- EXERCISE A: Return the passage of the numpy indexing thread that begins at the words "NumPy arrays allow" and stops after "indices = np.array([[0,1],[4,3],[2,2]])", copied word for word.
- EXERCISE B: In one to three sentences, explain why the numpy indexing thread says to convert ids with ids.values before indexing it with indices.

- DOCUMENT SECTION:

####

Bob Bob - 6 months ago 38
Python Question

Error when indexing numpy array

I'm running the following code to sort the rows of a matrix and then pick the corresponding elements from another vector:

import pandas as pd
import numpy as np
# compute ids
coeff = np.dot(matrix1, np.transpose(matrix2))
print coeff.shape, ids.shape
indices = coeff.argsort()[:, ::-1]
print indices.shape
coeff_idx = ids[indices]


But I get the error when the program gets to the last line:

(11396, 45582) (11396,)
(11396, 45582)

...
File "pandas/hashtable.pyx", line 359, in pandas.hashtable.Int64HashTable.lookup (pandas/hashtable.c:7427)
ValueError: Buffer has wrong number of dimensions (expected 1, got 2)

Answer

NumPy arrays allow integer array indexing, but Pandas Series do not:

In [168]: arr = np.arange(5)

In [169]: ser = pd.Series(arr)

In [170]: indices = np.array([[0,1],[4,3],[2,2]])

In [171]: arr[indices]
Out[171]: 
array([[0, 1],
       [4, 3],
       [2, 2]])

In [172]: ser[indices]
ValueError: Buffer has wrong number of dimensions (expected 1, got 2)

Therefore, change ids from a Pandas Series to a NumPy array before trying to index it with indices:

ids = ids.values
coeff_idx = ids[indices]

####

- RECORD LIST:
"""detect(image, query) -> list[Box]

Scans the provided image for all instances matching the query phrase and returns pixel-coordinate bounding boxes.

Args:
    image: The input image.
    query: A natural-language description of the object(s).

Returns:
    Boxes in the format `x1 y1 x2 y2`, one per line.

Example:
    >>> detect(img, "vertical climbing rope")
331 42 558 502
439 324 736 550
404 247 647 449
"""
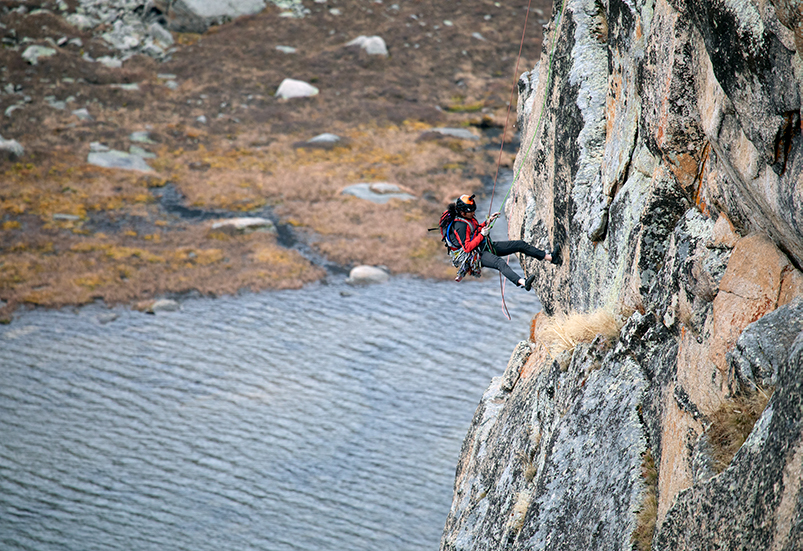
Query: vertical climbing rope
488 0 566 320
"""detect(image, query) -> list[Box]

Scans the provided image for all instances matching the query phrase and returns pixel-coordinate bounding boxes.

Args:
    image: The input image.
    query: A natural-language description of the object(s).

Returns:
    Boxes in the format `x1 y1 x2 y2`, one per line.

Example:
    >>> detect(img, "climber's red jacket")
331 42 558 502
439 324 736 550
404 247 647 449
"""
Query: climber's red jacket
446 217 485 253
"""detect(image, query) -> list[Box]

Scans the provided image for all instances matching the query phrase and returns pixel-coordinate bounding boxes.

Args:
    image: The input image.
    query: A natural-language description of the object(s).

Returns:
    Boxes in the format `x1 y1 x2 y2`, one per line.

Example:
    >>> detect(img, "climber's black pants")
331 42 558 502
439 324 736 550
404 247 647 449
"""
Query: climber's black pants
480 239 546 285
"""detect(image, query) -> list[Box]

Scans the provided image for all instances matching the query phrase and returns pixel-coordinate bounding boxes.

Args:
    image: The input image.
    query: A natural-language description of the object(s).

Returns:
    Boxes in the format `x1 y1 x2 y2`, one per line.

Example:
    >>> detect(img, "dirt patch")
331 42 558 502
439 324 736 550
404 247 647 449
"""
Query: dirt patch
0 0 550 317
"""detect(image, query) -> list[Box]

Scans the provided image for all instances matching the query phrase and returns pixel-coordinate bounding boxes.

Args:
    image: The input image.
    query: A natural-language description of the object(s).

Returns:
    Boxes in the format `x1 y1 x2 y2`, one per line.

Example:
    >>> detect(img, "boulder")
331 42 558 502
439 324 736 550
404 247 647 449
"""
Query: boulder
276 78 319 99
346 266 390 285
346 35 388 57
22 45 56 65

####

- TASK ANSWER A:
NumPy arrays allow integer array indexing, but Pandas Series do not:

In [168]: arr = np.arange(5)

In [169]: ser = pd.Series(arr)

In [170]: indices = np.array([[0,1],[4,3],[2,2]])

- TASK ANSWER B: NumPy arrays allow integer array indexing, but Pandas Series do not. Indexing a Series with a two-dimensional array of indices raises "ValueError: Buffer has wrong number of dimensions (expected 1, got 2)." Turning ids from a Pandas Series into a NumPy array lets ids[indices] work.